___ ENTRIES SUPPLIED ___

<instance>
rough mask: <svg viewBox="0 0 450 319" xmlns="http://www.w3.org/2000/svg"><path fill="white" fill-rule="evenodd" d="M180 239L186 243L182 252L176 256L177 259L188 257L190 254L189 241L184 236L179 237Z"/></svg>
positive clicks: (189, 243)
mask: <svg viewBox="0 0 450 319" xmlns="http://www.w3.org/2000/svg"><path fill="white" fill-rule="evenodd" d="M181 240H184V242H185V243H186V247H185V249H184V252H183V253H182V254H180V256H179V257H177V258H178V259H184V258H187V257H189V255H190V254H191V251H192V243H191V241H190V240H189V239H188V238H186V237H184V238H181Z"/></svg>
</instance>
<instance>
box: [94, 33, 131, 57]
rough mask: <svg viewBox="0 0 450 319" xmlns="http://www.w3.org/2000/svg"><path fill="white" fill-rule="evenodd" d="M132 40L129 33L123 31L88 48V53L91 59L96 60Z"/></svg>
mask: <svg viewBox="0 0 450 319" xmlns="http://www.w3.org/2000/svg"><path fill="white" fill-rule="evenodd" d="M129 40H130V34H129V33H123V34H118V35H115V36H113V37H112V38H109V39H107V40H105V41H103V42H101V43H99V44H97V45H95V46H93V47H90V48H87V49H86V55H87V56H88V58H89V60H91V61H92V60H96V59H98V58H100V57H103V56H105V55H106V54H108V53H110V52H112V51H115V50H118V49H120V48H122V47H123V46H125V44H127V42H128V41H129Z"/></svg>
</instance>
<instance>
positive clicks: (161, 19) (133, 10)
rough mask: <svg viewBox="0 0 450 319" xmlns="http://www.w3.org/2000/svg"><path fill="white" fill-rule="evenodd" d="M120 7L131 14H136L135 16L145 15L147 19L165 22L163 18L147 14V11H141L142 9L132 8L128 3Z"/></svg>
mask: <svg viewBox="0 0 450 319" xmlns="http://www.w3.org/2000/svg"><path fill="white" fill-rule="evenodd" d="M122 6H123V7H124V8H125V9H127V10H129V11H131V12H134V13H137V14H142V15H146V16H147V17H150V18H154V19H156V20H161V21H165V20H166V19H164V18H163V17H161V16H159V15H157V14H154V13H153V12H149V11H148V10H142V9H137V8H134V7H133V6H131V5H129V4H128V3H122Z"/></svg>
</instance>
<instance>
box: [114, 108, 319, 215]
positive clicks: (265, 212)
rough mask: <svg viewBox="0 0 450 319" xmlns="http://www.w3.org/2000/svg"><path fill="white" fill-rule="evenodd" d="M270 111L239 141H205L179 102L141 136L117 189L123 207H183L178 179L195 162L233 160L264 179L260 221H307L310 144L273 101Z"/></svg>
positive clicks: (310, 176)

___
___ ENTRIES SUPPLIED ___

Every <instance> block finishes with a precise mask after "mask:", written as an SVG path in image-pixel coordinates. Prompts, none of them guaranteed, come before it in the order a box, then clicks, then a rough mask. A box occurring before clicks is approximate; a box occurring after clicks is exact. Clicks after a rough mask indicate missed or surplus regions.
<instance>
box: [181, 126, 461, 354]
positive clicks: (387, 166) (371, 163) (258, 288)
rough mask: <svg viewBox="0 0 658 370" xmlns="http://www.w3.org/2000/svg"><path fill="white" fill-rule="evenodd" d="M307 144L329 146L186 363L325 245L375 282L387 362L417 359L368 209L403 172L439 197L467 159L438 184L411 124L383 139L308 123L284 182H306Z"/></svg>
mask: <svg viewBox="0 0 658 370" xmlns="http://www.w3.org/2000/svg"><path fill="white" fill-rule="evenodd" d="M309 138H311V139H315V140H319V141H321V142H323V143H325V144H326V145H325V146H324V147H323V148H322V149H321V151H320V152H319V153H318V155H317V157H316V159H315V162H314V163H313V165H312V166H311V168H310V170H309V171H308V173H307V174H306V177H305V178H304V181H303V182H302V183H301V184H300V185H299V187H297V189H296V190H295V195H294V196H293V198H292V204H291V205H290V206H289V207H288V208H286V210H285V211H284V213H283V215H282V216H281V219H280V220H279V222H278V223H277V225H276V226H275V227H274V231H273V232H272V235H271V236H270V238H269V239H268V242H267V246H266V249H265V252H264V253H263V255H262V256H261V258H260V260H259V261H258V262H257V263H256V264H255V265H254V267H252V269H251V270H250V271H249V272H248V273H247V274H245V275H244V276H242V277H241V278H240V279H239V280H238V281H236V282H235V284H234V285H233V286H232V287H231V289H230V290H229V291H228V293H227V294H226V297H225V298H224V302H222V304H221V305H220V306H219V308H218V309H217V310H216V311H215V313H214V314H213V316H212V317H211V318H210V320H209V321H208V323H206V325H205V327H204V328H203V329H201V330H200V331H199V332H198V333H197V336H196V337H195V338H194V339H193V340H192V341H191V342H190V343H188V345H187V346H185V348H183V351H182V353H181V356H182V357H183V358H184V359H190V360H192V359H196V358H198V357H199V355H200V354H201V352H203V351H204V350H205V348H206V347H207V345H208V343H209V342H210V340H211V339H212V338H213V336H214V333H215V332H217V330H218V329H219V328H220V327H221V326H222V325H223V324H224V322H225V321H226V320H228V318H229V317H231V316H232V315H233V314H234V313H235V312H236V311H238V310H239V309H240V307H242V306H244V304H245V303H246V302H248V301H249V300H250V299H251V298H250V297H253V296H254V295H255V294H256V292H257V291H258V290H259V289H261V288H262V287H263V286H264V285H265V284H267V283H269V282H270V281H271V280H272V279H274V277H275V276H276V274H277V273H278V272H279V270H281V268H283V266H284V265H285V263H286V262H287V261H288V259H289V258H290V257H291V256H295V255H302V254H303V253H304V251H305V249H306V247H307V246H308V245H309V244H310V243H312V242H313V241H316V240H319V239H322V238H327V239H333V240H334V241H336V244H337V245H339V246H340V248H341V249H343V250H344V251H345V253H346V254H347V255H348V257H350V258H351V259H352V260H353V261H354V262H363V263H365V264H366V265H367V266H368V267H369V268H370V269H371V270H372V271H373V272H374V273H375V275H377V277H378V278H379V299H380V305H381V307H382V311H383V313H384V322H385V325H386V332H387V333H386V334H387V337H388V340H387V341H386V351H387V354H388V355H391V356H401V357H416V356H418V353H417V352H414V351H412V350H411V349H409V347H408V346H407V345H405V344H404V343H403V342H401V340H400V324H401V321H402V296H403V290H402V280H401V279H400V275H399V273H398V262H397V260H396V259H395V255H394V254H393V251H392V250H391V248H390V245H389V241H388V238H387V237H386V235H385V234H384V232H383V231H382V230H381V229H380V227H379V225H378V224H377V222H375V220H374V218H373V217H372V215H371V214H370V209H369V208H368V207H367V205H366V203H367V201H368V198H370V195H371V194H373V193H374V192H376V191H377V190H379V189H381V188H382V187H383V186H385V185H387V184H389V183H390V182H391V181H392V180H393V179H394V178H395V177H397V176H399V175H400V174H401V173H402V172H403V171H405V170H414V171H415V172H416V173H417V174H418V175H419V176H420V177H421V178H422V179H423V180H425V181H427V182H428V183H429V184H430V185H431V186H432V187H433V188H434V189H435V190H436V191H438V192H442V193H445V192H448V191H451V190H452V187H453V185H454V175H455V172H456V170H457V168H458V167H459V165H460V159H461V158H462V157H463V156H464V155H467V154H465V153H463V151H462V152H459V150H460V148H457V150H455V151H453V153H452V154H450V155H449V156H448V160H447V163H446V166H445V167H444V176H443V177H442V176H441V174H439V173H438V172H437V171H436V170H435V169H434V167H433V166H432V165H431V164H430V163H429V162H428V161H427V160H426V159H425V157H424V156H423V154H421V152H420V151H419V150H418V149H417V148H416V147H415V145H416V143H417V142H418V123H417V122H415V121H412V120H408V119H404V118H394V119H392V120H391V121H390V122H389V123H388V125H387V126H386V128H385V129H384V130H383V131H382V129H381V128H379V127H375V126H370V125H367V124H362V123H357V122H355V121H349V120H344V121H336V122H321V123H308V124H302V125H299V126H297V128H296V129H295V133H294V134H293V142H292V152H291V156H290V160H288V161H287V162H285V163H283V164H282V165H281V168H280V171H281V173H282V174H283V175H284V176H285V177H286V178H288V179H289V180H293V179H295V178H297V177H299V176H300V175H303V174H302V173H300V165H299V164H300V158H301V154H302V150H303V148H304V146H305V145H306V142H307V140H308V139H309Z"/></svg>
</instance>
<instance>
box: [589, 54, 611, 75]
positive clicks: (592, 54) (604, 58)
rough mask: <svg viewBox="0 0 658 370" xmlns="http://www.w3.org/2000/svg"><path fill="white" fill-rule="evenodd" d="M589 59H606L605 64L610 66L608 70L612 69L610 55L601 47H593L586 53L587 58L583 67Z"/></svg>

___
___ ENTRIES SUPPLIED ___

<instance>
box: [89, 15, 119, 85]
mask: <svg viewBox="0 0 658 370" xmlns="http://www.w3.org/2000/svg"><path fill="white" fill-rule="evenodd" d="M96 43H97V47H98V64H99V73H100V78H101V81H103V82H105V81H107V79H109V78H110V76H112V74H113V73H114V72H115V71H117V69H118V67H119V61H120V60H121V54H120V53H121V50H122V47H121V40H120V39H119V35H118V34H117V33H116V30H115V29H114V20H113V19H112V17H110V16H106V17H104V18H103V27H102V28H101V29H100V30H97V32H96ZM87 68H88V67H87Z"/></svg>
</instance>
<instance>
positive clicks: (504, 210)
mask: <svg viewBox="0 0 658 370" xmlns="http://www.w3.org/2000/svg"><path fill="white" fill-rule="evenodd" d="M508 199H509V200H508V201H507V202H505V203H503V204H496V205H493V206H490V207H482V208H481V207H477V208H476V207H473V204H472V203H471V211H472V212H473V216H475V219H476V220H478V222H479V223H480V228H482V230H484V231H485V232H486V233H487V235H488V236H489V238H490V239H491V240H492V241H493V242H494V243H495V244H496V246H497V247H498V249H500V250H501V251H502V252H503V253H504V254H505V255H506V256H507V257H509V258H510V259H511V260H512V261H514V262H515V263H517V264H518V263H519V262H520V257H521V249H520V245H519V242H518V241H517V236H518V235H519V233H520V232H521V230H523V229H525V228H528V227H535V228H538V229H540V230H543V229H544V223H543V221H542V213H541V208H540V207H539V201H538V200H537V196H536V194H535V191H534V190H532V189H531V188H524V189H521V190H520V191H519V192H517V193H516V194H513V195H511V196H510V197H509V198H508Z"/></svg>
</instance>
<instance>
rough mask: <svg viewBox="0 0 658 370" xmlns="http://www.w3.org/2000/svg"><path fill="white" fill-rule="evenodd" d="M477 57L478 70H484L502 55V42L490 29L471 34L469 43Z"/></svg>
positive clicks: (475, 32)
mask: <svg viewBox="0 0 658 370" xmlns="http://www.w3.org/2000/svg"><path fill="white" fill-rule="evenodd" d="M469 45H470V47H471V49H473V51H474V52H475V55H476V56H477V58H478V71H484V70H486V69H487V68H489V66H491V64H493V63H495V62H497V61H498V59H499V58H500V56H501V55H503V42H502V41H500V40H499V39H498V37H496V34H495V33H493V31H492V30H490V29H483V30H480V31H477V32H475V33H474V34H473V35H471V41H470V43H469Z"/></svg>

___

● **EXERCISE INSTRUCTIONS**
Select every line in the entries above that contains the word "positive", and copy each of those lines.

● **RESULT OF THIS TASK**
positive clicks: (189, 243)
positive clicks: (161, 19) (133, 10)
positive clicks: (265, 212)
positive clicks: (310, 176)
positive clicks: (387, 166) (371, 163) (258, 288)
positive clicks: (592, 54) (604, 58)
positive clicks: (504, 210)
positive clicks: (475, 32)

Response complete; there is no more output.